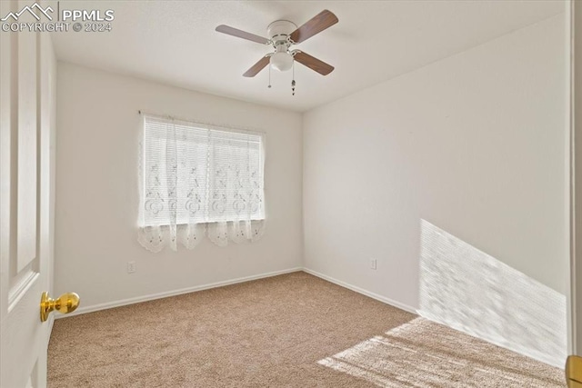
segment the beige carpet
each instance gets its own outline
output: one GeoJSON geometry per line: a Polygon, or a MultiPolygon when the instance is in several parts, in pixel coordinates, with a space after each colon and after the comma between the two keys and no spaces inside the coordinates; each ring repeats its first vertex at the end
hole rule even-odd
{"type": "Polygon", "coordinates": [[[565,386],[558,368],[305,273],[60,319],[48,356],[52,388],[565,386]]]}

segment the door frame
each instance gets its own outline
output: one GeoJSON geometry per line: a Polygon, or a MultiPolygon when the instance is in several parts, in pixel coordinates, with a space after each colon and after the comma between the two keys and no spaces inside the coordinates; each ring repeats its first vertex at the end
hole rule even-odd
{"type": "Polygon", "coordinates": [[[582,355],[582,2],[570,1],[570,353],[582,355]],[[578,117],[578,120],[576,120],[578,117]]]}

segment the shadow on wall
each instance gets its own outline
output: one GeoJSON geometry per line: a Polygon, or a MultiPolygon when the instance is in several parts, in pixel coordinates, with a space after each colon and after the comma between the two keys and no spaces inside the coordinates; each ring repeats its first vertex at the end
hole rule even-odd
{"type": "Polygon", "coordinates": [[[565,386],[559,368],[422,317],[317,363],[390,388],[565,386]]]}
{"type": "Polygon", "coordinates": [[[566,296],[426,220],[419,293],[422,316],[563,367],[566,296]]]}

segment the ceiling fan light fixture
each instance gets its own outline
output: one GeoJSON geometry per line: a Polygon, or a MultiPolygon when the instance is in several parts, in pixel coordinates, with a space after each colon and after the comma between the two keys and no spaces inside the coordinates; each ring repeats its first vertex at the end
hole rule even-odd
{"type": "Polygon", "coordinates": [[[275,53],[271,55],[270,64],[275,70],[286,72],[293,67],[293,55],[284,52],[275,53]]]}

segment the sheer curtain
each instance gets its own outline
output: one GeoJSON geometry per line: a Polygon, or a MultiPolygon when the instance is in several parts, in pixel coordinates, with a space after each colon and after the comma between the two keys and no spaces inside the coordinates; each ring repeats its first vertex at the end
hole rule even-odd
{"type": "Polygon", "coordinates": [[[265,135],[143,115],[138,242],[151,252],[256,241],[265,231],[265,135]]]}

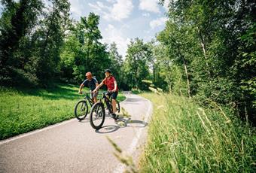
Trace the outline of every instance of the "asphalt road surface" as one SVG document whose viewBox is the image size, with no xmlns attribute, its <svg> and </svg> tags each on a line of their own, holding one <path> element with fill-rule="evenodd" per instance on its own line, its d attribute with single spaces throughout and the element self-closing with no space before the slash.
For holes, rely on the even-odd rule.
<svg viewBox="0 0 256 173">
<path fill-rule="evenodd" d="M 130 117 L 114 121 L 107 114 L 99 130 L 90 126 L 87 116 L 0 141 L 0 172 L 123 172 L 126 167 L 106 136 L 136 163 L 152 113 L 148 100 L 125 95 L 120 107 Z"/>
</svg>

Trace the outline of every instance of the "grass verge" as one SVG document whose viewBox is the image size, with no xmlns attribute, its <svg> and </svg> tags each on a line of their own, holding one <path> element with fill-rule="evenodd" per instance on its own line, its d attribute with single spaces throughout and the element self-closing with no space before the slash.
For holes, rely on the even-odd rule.
<svg viewBox="0 0 256 173">
<path fill-rule="evenodd" d="M 218 106 L 142 93 L 154 104 L 141 172 L 255 172 L 255 130 Z"/>
<path fill-rule="evenodd" d="M 83 99 L 78 86 L 56 84 L 48 89 L 0 86 L 0 139 L 75 117 L 74 107 Z M 122 93 L 117 99 L 124 100 Z"/>
</svg>

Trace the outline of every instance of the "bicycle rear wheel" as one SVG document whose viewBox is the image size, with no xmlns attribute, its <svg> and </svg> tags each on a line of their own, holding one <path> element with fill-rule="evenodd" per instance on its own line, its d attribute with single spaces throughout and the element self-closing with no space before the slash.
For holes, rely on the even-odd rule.
<svg viewBox="0 0 256 173">
<path fill-rule="evenodd" d="M 119 104 L 119 102 L 117 100 L 115 100 L 115 102 L 117 102 L 116 104 L 116 108 L 117 108 L 117 112 L 120 113 L 120 104 Z"/>
<path fill-rule="evenodd" d="M 95 129 L 102 128 L 105 121 L 105 108 L 102 102 L 95 103 L 90 113 L 90 123 Z"/>
<path fill-rule="evenodd" d="M 75 107 L 75 115 L 79 120 L 83 120 L 88 114 L 88 105 L 86 100 L 79 101 Z"/>
</svg>

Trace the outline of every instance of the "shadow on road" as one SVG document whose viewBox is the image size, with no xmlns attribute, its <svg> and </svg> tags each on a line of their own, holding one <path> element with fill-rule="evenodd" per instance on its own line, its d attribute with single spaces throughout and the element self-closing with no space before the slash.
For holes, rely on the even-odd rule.
<svg viewBox="0 0 256 173">
<path fill-rule="evenodd" d="M 131 118 L 120 117 L 115 123 L 121 127 L 145 127 L 148 123 L 142 120 L 131 120 Z"/>
<path fill-rule="evenodd" d="M 105 134 L 117 131 L 120 128 L 133 127 L 143 128 L 148 126 L 148 123 L 142 120 L 131 120 L 131 118 L 120 117 L 114 121 L 116 125 L 102 126 L 99 130 L 95 130 L 96 133 Z"/>
<path fill-rule="evenodd" d="M 102 126 L 100 129 L 95 130 L 96 133 L 111 133 L 119 129 L 120 126 Z"/>
</svg>

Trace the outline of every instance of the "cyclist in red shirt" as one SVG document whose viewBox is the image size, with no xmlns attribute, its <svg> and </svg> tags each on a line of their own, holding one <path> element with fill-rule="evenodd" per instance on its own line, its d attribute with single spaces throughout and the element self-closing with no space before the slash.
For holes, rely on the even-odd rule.
<svg viewBox="0 0 256 173">
<path fill-rule="evenodd" d="M 116 108 L 116 99 L 117 97 L 118 94 L 118 87 L 117 87 L 117 81 L 115 80 L 115 78 L 114 76 L 111 74 L 111 71 L 109 69 L 105 69 L 105 79 L 102 81 L 102 83 L 93 90 L 93 93 L 96 93 L 97 90 L 103 85 L 105 84 L 108 87 L 108 93 L 107 93 L 107 96 L 108 98 L 111 96 L 112 96 L 112 105 L 113 105 L 113 113 L 112 113 L 112 117 L 114 120 L 117 120 L 118 117 L 115 114 L 117 111 L 117 108 Z"/>
</svg>

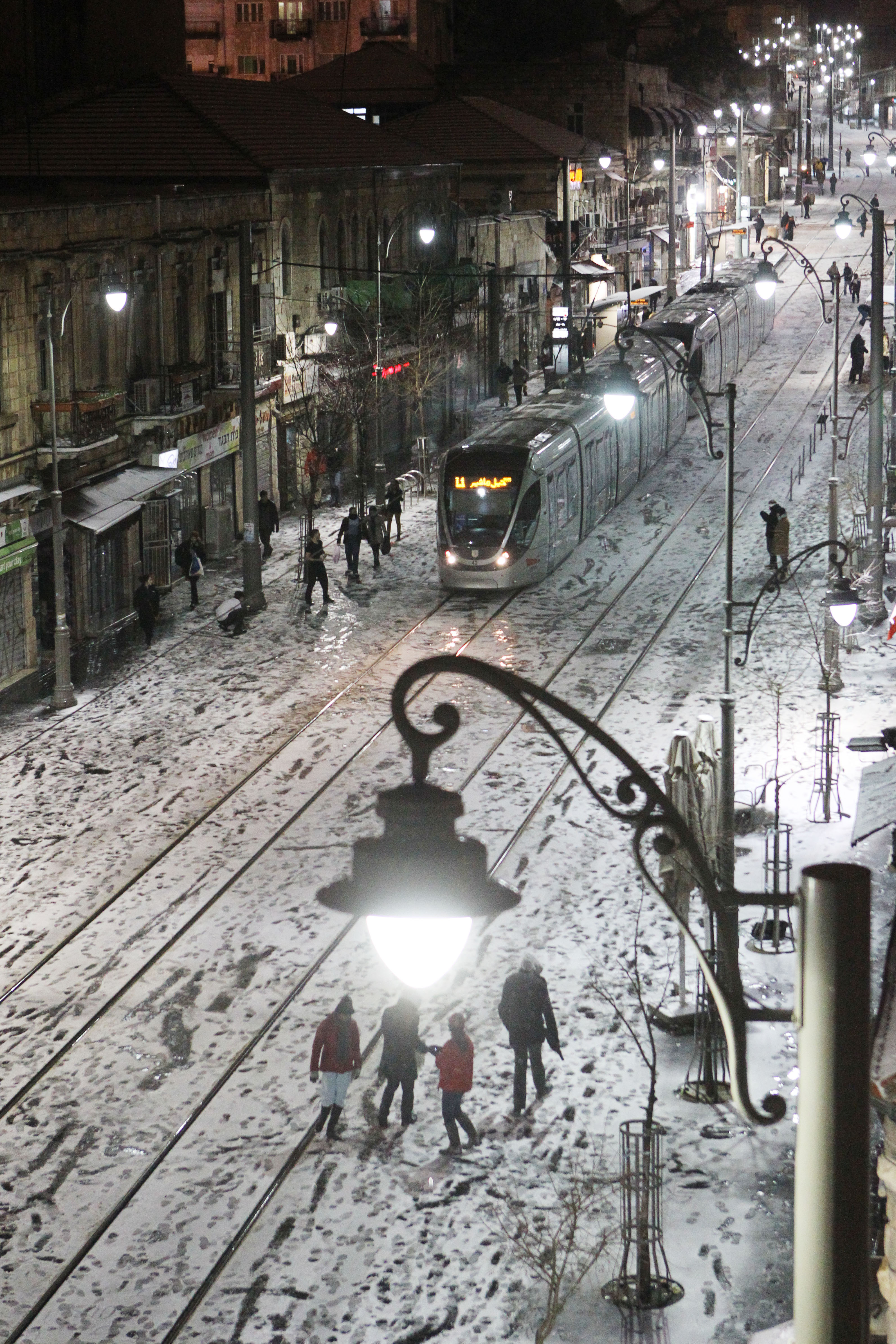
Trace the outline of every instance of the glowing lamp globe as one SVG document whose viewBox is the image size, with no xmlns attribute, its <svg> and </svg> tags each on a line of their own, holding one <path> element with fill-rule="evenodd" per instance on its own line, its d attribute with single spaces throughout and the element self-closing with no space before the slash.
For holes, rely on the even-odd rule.
<svg viewBox="0 0 896 1344">
<path fill-rule="evenodd" d="M 128 302 L 128 290 L 117 277 L 113 277 L 106 285 L 105 297 L 113 313 L 120 313 Z"/>
<path fill-rule="evenodd" d="M 458 793 L 404 784 L 380 793 L 376 812 L 383 835 L 356 840 L 352 876 L 322 887 L 317 899 L 365 919 L 392 974 L 426 989 L 451 969 L 477 917 L 512 910 L 520 896 L 489 878 L 484 844 L 457 835 Z"/>
<path fill-rule="evenodd" d="M 837 219 L 834 220 L 834 233 L 840 239 L 844 239 L 849 238 L 852 228 L 853 228 L 852 216 L 848 214 L 846 207 L 844 206 L 840 214 L 837 215 Z"/>
<path fill-rule="evenodd" d="M 638 384 L 625 360 L 613 370 L 603 384 L 603 405 L 614 419 L 625 419 L 634 410 Z"/>
<path fill-rule="evenodd" d="M 766 302 L 778 289 L 778 276 L 775 274 L 775 267 L 764 257 L 756 266 L 756 280 L 754 284 L 756 286 L 756 293 Z"/>
</svg>

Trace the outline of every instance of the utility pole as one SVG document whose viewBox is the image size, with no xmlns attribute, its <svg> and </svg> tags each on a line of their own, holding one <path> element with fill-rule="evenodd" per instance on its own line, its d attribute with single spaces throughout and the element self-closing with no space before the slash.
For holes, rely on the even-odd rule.
<svg viewBox="0 0 896 1344">
<path fill-rule="evenodd" d="M 59 489 L 59 445 L 56 439 L 56 366 L 52 356 L 52 288 L 47 285 L 44 317 L 47 325 L 47 376 L 50 382 L 50 442 L 52 448 L 52 587 L 56 624 L 52 646 L 56 679 L 52 688 L 52 708 L 69 710 L 77 704 L 71 684 L 71 633 L 66 621 L 66 558 L 62 535 L 62 491 Z"/>
<path fill-rule="evenodd" d="M 267 606 L 258 540 L 258 460 L 255 457 L 255 331 L 253 323 L 253 226 L 239 224 L 239 452 L 243 461 L 243 605 Z"/>
<path fill-rule="evenodd" d="M 666 302 L 677 294 L 676 288 L 676 128 L 669 129 L 669 274 L 666 277 Z"/>
<path fill-rule="evenodd" d="M 870 392 L 868 405 L 868 531 L 870 593 L 866 625 L 887 616 L 884 605 L 884 211 L 870 212 Z"/>
</svg>

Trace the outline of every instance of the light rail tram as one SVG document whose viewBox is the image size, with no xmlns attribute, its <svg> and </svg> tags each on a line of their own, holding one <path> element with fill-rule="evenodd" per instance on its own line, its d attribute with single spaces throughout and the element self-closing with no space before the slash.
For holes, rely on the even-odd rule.
<svg viewBox="0 0 896 1344">
<path fill-rule="evenodd" d="M 748 261 L 725 266 L 643 324 L 688 356 L 709 392 L 735 379 L 771 331 L 774 297 L 759 298 L 754 276 Z M 445 587 L 537 583 L 677 444 L 697 414 L 681 379 L 635 329 L 626 362 L 639 396 L 627 419 L 614 421 L 602 388 L 618 359 L 609 347 L 566 388 L 447 450 L 438 491 Z"/>
</svg>

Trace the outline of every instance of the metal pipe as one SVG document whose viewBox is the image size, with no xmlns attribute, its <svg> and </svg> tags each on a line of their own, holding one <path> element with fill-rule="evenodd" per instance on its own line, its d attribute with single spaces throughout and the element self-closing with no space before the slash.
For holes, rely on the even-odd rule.
<svg viewBox="0 0 896 1344">
<path fill-rule="evenodd" d="M 239 450 L 243 461 L 243 605 L 267 606 L 258 540 L 258 460 L 255 457 L 255 332 L 253 324 L 253 226 L 239 224 Z"/>
<path fill-rule="evenodd" d="M 862 609 L 862 620 L 866 625 L 877 625 L 887 616 L 884 605 L 884 211 L 872 208 L 870 220 L 868 531 L 872 582 Z"/>
<path fill-rule="evenodd" d="M 799 910 L 795 1337 L 865 1344 L 869 870 L 840 863 L 803 868 Z"/>
<path fill-rule="evenodd" d="M 56 364 L 52 353 L 52 288 L 46 290 L 47 380 L 50 383 L 50 442 L 52 448 L 52 589 L 56 621 L 52 632 L 55 683 L 52 708 L 69 710 L 77 704 L 71 684 L 71 633 L 66 621 L 66 558 L 62 532 L 62 491 L 59 489 L 59 444 L 56 439 Z"/>
</svg>

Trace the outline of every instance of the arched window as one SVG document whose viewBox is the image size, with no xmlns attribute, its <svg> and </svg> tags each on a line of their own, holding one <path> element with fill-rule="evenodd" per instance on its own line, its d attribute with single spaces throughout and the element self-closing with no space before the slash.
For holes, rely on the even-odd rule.
<svg viewBox="0 0 896 1344">
<path fill-rule="evenodd" d="M 326 220 L 321 219 L 317 230 L 317 246 L 321 258 L 321 289 L 329 289 L 329 246 L 326 241 Z"/>
<path fill-rule="evenodd" d="M 352 280 L 360 280 L 361 276 L 361 224 L 357 215 L 352 215 Z"/>
<path fill-rule="evenodd" d="M 336 267 L 339 270 L 339 284 L 344 285 L 348 281 L 348 258 L 345 255 L 345 220 L 340 215 L 340 220 L 336 226 Z"/>
<path fill-rule="evenodd" d="M 367 278 L 376 280 L 376 224 L 367 216 Z"/>
<path fill-rule="evenodd" d="M 289 219 L 279 226 L 279 292 L 283 298 L 293 293 L 293 230 Z"/>
</svg>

○ ○ ○ ○ ○ ○ ○

§ Given exercise: Find every line above that contains the string "segment" and copy each one out. Case counts.

§ Written solution:
segment the beige carpet
segment the door frame
segment the shadow on wall
segment the ceiling fan light fixture
segment the sheer curtain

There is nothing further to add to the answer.